Given text:
In the (too many) years I marketed and sold RTOSs (pSOS, pSOS+, VxWorks, Linux, RTXC) I only ever came across a thorough understanding of RMA from prospects in Automotive and sometimes in Aerospace designs. In such systems safety is critical and proveability thus becomes critical too. RMA does provide a potential route through to designing such capability into a system.

However, I think there is one flaw in your argument for RMA that undermines some of what you follow through with. You imply that in a hard real-time system the entire codebase has to be capable of delivering hard real time, or at least be measurable. In my experience, for the majority of systems, only a small subset of each system actually needs hard real time (specific latency control, deterministic performance etc), so the role of an RTOS is to provide this capability as well as a general platform for the rest of the application(s), delivered in such a way that resource control can be clearly prioritised to those hard real-time activities. (an ECU is an exception to this as an example)

The reason most systems based on 'standard' prioritised pre-emptive environments (not round robin as you stated at the beginning, who uses that? except Unix based systems) work just fine is that electronic engineers close to the metal tend to do the really hard real-time software, and then rely on the RTOS to enable pure softies to get on with their job without undoing the good work of the hard rt sw programmers.

I remember well in an HDLC driver for X.25 which I wrote in Coral66 in the 80's, I counted every instruction cycle through the worst case execution route by hand (no tools for this back then) and calculated worst case system loading. That was about 5% of the code on the system, no-one else in the system had to go to those lengths for performance measurement, they did not need to. The prioritised pre-emptive OS spared them that job.

However, I would generally support the fundamental argument that RT systems need to be better designed, indeed RMA may provide a route through to this As designers try to integrate ever more functionality onto a single device/processor, ever increasing portions of the code need to be RT and thus vie for the limited time resources. Its becoming nigh on impossible to be sure that all the parts of the system that need hard rt sw support will get it when needed as the worst case scenario becomes harder to define. The hardware however continues to alleviate this issue. For example now the entire HDLC stack and a good portion of the x.25 stack would be delivered in hardware now; with asics/soc parallel processing capabilities and dedicated resources the rt sw problem can be designed out for that part of the system.

Listing:
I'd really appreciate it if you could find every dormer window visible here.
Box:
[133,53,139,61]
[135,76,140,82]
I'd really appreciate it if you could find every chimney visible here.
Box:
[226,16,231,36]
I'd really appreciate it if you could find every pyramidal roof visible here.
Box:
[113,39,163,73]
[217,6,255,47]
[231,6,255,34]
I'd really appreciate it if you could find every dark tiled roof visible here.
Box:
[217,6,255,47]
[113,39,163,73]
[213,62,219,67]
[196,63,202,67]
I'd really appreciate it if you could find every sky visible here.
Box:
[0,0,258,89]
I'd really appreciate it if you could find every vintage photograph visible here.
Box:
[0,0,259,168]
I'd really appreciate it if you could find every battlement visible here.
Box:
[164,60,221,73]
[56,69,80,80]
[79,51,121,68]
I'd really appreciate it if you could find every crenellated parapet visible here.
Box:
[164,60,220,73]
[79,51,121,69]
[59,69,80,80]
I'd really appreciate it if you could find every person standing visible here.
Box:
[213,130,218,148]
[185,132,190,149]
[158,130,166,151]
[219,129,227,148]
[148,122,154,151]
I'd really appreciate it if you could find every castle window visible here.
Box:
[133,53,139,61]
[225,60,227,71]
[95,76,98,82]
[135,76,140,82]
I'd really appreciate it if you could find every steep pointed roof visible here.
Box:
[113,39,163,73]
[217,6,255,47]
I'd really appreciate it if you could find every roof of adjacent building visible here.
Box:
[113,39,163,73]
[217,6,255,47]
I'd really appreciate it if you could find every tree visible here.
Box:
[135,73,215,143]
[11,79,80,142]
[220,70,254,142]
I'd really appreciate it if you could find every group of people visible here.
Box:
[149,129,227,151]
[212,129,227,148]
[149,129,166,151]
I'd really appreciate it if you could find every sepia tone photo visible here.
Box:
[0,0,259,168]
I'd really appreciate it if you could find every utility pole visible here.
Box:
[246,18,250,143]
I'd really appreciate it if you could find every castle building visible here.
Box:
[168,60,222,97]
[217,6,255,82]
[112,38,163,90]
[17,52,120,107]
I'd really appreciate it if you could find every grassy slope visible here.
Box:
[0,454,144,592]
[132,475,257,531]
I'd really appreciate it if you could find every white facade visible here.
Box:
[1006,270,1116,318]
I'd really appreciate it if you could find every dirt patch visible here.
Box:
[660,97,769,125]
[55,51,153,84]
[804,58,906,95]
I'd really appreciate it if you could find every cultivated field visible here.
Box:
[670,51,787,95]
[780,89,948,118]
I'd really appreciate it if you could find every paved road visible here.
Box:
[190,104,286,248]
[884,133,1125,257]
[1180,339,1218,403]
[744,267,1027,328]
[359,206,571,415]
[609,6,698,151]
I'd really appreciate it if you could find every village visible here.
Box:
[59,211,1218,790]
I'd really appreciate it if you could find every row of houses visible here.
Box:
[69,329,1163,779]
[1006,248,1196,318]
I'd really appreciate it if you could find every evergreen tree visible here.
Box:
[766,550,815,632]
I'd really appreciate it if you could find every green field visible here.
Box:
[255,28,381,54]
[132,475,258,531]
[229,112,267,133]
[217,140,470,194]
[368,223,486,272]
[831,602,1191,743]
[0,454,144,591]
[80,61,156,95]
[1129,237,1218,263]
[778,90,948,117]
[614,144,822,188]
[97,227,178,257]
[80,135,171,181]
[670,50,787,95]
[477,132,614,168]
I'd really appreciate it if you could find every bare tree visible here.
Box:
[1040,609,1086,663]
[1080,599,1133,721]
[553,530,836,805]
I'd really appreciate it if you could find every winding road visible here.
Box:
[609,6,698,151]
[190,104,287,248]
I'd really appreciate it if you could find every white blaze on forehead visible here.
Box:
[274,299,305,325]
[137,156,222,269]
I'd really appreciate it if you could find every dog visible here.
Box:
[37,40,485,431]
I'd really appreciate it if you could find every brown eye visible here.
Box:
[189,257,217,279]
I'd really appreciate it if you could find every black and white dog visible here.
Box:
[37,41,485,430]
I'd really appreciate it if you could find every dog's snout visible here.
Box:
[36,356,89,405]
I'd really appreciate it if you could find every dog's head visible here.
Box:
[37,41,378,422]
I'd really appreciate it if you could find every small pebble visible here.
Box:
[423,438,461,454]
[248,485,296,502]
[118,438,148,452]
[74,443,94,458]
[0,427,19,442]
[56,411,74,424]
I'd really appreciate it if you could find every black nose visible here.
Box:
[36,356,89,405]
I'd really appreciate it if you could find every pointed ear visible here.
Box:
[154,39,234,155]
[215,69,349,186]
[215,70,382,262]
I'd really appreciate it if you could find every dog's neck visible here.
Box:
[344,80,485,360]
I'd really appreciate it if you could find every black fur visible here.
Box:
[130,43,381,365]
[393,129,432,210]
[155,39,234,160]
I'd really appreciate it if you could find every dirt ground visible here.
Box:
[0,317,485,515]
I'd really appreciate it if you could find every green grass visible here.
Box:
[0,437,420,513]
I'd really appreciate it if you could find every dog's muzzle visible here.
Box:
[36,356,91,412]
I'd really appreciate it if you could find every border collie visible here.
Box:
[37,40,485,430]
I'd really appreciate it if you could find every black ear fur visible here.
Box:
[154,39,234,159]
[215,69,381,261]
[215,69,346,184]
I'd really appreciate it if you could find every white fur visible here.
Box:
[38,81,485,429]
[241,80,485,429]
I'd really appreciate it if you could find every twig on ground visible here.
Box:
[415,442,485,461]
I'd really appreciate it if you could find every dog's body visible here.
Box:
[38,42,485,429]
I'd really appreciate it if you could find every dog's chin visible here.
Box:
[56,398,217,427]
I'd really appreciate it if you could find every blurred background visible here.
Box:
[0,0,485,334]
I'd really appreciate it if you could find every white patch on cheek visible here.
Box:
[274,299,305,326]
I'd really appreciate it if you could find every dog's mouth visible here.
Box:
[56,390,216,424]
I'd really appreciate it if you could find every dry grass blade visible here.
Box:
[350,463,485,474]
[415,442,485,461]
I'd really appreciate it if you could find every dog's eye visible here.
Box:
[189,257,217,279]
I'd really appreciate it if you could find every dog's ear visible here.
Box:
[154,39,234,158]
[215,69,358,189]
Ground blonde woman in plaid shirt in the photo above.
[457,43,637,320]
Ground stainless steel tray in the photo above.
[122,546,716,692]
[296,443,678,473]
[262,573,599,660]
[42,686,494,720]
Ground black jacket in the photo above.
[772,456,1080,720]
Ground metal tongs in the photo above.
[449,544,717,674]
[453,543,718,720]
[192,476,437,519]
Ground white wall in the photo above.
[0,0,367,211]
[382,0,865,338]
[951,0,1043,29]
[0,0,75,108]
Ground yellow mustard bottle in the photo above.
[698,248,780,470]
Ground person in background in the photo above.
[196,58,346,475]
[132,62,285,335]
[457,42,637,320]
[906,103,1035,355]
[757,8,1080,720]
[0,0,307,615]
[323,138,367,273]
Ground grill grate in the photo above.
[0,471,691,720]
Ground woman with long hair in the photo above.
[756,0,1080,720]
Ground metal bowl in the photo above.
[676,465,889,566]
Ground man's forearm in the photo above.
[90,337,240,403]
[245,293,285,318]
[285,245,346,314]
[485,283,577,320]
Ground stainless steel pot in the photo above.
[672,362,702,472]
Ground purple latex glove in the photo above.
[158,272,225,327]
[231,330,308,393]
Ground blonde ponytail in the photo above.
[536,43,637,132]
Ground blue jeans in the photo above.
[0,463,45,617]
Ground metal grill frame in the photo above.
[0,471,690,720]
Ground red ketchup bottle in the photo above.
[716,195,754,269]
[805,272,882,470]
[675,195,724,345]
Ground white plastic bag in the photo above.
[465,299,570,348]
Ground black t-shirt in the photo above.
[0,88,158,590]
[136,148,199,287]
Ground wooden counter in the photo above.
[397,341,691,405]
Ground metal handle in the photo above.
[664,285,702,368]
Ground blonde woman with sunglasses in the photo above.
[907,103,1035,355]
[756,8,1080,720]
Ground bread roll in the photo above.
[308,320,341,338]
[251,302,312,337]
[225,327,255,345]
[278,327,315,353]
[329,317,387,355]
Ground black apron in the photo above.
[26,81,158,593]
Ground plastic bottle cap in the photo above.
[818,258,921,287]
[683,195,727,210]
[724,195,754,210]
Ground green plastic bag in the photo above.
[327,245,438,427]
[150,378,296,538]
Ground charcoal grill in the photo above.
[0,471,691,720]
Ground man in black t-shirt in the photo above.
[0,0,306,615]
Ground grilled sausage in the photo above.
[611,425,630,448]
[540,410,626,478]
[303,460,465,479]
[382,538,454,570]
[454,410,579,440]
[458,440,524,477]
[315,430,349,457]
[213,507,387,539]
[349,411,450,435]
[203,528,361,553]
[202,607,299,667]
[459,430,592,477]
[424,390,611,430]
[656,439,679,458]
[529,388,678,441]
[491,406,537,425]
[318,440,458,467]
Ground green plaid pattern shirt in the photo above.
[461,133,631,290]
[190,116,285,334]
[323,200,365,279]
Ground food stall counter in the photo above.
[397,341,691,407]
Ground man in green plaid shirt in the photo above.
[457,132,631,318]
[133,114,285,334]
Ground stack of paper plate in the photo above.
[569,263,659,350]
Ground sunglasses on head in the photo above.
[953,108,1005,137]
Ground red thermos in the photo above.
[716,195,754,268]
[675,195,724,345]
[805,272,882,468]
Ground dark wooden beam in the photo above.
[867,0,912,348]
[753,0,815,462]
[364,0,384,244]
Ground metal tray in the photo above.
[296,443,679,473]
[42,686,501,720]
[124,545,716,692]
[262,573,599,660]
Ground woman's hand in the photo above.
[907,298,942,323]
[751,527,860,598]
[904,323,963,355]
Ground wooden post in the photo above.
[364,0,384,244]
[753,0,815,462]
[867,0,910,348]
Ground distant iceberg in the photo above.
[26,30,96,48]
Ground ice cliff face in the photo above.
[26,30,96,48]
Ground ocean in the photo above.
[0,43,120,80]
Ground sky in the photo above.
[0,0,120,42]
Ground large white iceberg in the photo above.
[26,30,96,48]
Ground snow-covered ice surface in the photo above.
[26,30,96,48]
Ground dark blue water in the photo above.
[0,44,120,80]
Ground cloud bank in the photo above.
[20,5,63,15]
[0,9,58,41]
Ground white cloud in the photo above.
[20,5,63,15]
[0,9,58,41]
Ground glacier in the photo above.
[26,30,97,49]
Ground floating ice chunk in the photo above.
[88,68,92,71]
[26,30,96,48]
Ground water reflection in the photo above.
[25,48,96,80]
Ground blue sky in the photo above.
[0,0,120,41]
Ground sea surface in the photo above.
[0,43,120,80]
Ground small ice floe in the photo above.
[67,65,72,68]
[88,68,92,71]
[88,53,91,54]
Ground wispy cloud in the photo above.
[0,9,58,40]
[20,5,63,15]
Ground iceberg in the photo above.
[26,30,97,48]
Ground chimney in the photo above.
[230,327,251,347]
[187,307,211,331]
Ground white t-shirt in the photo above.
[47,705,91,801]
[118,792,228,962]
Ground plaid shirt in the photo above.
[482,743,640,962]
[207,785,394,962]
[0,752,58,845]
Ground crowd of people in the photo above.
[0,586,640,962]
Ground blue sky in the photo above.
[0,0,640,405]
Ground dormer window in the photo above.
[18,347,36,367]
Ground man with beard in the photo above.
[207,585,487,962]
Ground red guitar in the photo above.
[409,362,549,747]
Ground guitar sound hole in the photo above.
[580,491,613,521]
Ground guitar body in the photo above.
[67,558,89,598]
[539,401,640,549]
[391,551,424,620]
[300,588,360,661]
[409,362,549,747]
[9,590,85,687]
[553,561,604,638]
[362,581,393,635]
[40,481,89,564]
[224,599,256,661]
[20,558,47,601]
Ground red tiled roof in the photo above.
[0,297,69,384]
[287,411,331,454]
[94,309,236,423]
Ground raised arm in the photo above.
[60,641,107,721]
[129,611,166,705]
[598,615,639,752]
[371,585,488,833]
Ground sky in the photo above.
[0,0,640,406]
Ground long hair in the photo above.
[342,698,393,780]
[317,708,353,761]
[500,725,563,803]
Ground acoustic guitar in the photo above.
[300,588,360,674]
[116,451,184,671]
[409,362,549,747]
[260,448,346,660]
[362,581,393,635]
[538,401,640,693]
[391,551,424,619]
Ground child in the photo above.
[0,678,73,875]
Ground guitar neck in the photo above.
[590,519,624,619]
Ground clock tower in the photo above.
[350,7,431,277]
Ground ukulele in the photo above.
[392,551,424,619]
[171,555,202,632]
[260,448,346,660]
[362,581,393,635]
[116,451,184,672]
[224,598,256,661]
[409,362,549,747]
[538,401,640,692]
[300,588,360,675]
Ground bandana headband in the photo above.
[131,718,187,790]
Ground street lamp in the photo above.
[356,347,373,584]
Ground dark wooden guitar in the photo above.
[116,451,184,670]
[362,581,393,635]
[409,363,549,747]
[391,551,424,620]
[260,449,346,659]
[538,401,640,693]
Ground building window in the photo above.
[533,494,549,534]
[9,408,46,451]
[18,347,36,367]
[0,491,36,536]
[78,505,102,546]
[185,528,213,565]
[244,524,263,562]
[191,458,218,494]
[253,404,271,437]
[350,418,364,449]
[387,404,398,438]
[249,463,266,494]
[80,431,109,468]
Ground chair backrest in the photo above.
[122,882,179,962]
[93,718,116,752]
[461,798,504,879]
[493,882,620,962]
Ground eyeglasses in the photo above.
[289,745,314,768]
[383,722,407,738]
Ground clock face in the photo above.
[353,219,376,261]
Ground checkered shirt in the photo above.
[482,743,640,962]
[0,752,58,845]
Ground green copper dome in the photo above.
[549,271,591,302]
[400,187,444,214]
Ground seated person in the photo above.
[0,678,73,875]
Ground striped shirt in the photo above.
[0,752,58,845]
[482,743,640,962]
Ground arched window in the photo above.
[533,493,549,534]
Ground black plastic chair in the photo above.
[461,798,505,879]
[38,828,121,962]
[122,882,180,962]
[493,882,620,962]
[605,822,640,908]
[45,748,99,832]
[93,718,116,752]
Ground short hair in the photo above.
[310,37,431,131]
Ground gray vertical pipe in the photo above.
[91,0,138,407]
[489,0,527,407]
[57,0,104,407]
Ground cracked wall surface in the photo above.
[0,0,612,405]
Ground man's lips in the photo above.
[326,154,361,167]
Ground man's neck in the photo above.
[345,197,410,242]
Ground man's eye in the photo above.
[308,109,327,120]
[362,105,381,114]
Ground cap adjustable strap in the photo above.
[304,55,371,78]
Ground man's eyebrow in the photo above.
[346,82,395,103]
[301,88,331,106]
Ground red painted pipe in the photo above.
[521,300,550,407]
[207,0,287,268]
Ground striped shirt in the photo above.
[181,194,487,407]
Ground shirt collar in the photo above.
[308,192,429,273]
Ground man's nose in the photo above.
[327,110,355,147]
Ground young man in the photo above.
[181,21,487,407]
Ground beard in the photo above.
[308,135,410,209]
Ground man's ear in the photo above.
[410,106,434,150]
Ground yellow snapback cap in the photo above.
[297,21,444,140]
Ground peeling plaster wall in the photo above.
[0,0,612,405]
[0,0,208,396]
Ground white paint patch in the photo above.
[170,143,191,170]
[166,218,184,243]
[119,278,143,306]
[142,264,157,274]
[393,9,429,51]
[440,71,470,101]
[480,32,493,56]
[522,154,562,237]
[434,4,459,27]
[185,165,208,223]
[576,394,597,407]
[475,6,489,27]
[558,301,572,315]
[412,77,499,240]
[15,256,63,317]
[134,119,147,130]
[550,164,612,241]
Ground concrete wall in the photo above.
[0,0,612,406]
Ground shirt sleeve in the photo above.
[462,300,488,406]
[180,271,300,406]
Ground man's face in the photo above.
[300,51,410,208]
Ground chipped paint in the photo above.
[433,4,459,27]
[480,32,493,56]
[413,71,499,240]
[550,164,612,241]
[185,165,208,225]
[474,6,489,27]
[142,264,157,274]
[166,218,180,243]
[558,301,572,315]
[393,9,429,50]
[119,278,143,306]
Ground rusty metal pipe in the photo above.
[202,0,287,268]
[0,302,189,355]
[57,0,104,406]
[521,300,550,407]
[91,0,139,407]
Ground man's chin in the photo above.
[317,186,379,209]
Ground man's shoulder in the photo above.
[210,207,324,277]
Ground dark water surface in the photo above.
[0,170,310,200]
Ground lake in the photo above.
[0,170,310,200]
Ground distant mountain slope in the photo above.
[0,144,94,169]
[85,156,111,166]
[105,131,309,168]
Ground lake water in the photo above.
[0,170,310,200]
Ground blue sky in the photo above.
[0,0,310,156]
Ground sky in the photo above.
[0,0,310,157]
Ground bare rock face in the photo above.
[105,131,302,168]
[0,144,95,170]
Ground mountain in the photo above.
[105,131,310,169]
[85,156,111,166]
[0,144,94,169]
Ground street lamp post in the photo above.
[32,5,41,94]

Directives:
**A.** In the comment on real-time systems, what language was the HDLC driver for X.25 written in?
**B.** Repeat the stretch from "However, I would" through "of the system." in the comment on real-time systems, substituting "silicon" for "hardware".

Outputs:
**A.** Coral66

**B.**
However, I would generally support the fundamental argument that RT systems need to be better designed, indeed RMA may provide a route through to this As designers try to integrate ever more functionality onto a single device/processor, ever increasing portions of the code need to be RT and thus vie for the limited time resources. Its becoming nigh on impossible to be sure that all the parts of the system that need hard rt sw support will get it when needed as the worst case scenario becomes harder to define. The silicon however continues to alleviate this issue. For example now the entire HDLC stack and a good portion of the x.25 stack would be delivered in silicon now; with asics/soc parallel processing capabilities and dedicated resources the rt sw problem can be designed out for that part of the system.